Бывает, что стихи, издавна тебе знакомые, вдруг становятся отчетливо слышными.
Вот так недавно легли мне на слух пушкинские.
1 Пора, мой друг, пора! покоя сердце просит -
2 Летят за днями дни, и каждый час уносит
3 Частичку бытия, а мы с тобой вдвоем
4 Предполагаем жить, и глядь - как раз умрем.
5 На свете счастья нет, но есть покой и воля.
6 Давно завидная мечтается мне доля -
7 Давно, усталый раб, замыслил я побег
8 В обитель дальную трудов и чистых нег.
Не по силам мне дать отчет обо всем услышанном. Предметом моего обсуждения будет только одна его особенность.
Метр, в каком стихотворение почти выдержано, известен под названием "александрийский стих". Об этом "почти", собственно, и пойдет речь. Правило, по какому этот метр опознается, предполагает цезуру в каждом стихе. Пушкин же от него отступает в 6-м и в последнем.
Легко ли это "поправить"? Да пожалуйста!
Завидная давно мечтается мне доля…
В желанный мне приют трудов и чистых нег.
Вот теперь александрийский стих выдержан безупречно…правда, ценой некоего разлада: что-то уже слышится не то – какая-то явно не пушкинская в интонации появилась жесткость. Из-за чего же? Во-первых, из-за перестановки слов в 6-м стихе он уже анафорически не слажен с предпоследним: Давно, усталый раб… Во-вторых, из последнего стиха изъята аллитерация: в обитель дальную…
Но и такая порча по тяжести не сравнима с той, что нанесена…ритму. Как же так? Цезуру-то я "вставил" как раз затем, чтобы его подправить! Если ритм не отличать от метра, то цель эта вроде бы достигнута: движение голоса прерывается точно после трех первых стоп. Другой вопрос: как прерывается? Да ужасно! Во втором стихе (из "исправленных") – с противным скрежетом: т-тр. В первом, где перед цезурой гласный – или с одышкой, если его произносим кратко, или в вопиющем (в прямом смысле!) разладе с синтаксисом, если протяжно.

○ ○ ○ ○ ○

Цель задания => Обновите фрагмент заметки о стихах Пушкина начиная со слов "Вот так недавно" и заканчивая словами "приют трудов и чистых нег." включительно, заменив "побег" на "уход". Приведенные далее строки здесь не используются.

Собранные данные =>
○ ○ ○ ○ ○

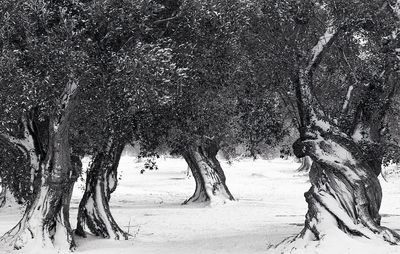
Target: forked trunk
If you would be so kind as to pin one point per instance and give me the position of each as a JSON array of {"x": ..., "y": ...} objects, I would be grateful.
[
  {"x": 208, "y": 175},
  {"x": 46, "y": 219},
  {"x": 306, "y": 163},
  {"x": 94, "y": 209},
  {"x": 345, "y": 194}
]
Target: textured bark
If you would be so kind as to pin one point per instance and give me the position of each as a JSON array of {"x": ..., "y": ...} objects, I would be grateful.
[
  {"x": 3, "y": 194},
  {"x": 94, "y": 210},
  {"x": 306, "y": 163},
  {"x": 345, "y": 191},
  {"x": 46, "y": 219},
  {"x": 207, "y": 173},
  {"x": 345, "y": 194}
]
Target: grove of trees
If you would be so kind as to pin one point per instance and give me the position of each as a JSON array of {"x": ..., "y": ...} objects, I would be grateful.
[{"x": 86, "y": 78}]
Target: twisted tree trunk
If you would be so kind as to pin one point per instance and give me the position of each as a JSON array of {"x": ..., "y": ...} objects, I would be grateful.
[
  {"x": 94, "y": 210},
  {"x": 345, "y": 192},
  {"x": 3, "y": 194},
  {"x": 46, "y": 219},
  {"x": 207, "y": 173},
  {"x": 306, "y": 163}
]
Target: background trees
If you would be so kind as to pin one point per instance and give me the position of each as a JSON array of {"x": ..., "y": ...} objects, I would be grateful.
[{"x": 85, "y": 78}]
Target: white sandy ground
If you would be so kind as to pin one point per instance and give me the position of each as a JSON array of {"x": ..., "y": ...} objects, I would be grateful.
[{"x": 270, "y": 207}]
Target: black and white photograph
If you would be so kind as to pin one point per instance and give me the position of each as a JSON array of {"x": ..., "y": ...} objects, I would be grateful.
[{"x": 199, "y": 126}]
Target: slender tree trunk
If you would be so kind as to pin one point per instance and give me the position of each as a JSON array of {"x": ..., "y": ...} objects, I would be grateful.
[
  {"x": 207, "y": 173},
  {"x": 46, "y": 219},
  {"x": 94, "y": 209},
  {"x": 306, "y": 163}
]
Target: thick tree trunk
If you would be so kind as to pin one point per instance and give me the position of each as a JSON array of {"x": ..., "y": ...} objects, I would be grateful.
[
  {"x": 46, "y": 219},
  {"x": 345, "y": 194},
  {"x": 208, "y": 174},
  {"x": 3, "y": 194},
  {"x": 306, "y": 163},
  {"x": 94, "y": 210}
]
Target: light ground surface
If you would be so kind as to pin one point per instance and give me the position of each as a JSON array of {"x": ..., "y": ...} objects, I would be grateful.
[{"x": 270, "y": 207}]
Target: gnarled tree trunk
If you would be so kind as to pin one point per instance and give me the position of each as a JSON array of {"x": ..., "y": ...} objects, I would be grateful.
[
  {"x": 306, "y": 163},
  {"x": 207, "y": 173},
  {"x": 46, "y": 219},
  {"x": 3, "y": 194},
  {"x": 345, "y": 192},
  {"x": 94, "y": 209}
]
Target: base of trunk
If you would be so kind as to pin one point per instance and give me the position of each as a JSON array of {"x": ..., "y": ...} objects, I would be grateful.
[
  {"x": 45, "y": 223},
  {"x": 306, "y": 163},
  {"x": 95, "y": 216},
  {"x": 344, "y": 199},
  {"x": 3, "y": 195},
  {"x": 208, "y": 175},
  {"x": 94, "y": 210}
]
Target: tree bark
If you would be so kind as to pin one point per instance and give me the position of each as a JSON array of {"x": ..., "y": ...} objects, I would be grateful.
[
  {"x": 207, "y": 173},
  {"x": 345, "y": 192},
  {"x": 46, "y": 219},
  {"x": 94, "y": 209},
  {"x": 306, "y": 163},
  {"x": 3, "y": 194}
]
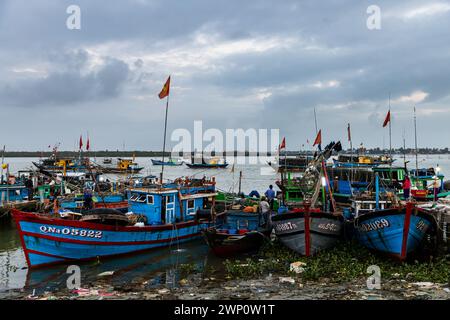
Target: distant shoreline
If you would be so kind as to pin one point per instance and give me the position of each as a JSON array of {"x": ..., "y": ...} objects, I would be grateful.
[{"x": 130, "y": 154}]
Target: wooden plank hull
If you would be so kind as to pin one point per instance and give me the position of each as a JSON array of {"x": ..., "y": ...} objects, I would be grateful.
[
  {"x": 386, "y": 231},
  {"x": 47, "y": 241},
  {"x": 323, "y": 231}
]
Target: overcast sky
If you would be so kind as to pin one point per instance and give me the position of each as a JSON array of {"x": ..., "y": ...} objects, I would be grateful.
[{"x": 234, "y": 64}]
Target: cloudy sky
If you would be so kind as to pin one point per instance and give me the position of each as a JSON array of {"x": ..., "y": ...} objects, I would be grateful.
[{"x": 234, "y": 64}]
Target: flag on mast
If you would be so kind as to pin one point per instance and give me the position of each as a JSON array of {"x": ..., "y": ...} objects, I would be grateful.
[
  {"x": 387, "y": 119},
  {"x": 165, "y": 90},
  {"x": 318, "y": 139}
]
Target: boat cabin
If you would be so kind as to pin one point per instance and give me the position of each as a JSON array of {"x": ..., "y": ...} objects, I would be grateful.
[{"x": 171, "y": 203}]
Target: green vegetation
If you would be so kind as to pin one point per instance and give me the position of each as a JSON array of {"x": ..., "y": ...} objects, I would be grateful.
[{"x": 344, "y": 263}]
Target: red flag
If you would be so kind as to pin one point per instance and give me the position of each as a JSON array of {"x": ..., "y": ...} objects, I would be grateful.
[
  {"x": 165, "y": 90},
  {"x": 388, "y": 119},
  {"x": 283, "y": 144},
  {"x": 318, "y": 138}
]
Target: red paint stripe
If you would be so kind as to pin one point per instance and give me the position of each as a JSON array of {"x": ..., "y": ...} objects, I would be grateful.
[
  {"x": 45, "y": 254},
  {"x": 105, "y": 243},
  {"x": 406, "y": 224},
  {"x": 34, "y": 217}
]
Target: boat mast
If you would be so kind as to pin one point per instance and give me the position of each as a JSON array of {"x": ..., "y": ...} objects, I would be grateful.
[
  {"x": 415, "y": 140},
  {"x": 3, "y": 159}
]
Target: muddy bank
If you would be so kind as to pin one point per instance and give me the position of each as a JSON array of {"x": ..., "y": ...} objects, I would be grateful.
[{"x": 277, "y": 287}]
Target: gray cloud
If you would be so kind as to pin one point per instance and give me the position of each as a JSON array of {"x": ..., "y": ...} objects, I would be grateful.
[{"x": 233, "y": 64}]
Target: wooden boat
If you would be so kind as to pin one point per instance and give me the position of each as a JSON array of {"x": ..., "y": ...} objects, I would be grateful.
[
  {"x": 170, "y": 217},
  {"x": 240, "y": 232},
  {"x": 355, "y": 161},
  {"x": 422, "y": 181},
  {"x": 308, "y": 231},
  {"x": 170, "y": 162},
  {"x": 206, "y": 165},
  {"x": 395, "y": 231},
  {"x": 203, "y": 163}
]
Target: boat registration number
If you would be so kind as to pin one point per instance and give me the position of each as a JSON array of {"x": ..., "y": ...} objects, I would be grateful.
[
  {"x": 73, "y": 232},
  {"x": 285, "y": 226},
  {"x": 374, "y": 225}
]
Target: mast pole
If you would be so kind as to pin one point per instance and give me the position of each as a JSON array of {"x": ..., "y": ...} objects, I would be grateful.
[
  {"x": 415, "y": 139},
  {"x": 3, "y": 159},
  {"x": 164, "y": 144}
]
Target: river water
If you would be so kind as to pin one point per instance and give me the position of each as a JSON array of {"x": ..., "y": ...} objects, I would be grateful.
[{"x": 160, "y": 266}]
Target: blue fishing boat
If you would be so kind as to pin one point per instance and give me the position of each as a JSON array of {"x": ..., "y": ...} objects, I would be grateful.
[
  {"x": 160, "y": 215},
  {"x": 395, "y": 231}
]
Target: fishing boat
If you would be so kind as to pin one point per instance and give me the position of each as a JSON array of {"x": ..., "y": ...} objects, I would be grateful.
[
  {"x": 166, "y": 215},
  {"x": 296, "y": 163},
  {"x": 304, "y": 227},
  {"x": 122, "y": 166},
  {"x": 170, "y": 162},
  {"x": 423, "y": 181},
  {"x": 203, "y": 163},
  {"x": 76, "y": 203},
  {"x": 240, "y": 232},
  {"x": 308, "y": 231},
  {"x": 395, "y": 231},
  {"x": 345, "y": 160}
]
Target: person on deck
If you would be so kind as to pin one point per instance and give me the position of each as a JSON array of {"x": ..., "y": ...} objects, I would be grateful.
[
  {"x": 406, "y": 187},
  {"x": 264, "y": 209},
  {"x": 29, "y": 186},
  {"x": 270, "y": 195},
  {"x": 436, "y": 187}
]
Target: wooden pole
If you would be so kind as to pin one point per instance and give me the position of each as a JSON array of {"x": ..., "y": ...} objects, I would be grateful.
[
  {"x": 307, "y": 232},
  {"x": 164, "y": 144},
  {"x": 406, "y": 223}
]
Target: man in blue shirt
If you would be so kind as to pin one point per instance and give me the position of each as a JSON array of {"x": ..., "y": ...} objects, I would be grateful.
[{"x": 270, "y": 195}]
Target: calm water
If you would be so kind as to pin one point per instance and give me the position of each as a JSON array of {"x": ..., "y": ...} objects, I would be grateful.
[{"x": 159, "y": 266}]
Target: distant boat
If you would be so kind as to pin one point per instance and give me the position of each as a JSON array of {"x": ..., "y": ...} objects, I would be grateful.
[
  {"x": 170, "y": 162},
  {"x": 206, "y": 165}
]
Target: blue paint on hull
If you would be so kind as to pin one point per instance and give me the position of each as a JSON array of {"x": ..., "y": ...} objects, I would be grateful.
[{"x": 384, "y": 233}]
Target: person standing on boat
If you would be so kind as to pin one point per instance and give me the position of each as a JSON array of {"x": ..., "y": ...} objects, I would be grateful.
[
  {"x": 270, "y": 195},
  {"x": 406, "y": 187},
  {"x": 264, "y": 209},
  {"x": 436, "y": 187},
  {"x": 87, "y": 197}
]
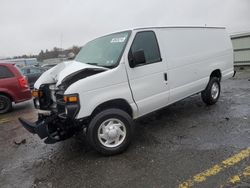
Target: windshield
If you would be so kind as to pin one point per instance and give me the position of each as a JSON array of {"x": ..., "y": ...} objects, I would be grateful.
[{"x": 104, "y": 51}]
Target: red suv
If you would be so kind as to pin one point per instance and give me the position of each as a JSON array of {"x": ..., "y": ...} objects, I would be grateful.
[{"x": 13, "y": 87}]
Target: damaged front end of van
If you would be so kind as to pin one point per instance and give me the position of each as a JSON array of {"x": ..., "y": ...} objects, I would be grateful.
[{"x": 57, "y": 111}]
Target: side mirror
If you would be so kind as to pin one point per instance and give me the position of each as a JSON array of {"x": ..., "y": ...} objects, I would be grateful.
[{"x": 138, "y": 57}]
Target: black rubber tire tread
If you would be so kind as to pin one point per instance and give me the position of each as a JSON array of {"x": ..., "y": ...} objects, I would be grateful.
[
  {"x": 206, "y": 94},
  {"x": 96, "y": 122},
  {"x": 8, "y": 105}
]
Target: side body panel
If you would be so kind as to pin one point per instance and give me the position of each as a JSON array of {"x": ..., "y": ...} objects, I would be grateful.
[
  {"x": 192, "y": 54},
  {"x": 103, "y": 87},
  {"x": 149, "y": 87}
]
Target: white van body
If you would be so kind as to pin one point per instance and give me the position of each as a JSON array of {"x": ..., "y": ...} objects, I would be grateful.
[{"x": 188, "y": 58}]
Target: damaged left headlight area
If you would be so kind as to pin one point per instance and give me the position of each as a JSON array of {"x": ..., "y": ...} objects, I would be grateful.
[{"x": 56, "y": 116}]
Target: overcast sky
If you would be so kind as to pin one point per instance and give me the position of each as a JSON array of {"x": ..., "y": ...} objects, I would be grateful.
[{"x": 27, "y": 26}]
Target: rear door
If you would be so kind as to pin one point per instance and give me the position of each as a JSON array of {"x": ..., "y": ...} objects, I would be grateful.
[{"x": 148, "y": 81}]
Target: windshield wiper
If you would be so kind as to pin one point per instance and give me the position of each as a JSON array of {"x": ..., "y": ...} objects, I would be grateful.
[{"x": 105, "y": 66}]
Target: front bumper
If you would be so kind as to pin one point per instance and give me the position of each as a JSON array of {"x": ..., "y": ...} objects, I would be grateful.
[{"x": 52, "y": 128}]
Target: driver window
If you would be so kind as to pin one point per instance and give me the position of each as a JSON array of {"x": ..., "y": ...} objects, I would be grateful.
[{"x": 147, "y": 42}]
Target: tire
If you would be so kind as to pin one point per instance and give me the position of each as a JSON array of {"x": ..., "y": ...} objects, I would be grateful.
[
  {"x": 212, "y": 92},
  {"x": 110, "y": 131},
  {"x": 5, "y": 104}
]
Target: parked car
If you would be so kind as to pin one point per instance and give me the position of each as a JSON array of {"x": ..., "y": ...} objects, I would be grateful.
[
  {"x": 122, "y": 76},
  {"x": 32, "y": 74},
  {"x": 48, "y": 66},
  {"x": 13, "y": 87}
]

○ ○ ○ ○ ○

Ответ =>
Вот так недавно легли мне на слух пушкинские.
1 Пора, мой друг, пора! покоя сердце просит -
2 Летят за днями дни, и каждый час уносит
3 Частичку бытия, а мы с тобой вдвоем
4 Предполагаем жить, и глядь - как раз умрем.
5 На свете счастья нет, но есть покой и воля.
6 Давно завидная мечтается мне доля -
7 Давно, усталый раб, замыслил я уход
8 В обитель дальную трудов и чистых нег.
Не по силам мне дать отчет обо всем услышанном. Предметом моего обсуждения будет только одна его особенность.
Метр, в каком стихотворение почти выдержано, известен под названием "александрийский стих". Об этом "почти", собственно, и пойдет речь. Правило, по какому этот метр опознается, предполагает цезуру в каждом стихе. Пушкин же от него отступает в 6-м и в последнем.
Легко ли это "поправить"? Да пожалуйста!
Завидная давно мечтается мне доля…
В желанный мне приют трудов и чистых нег.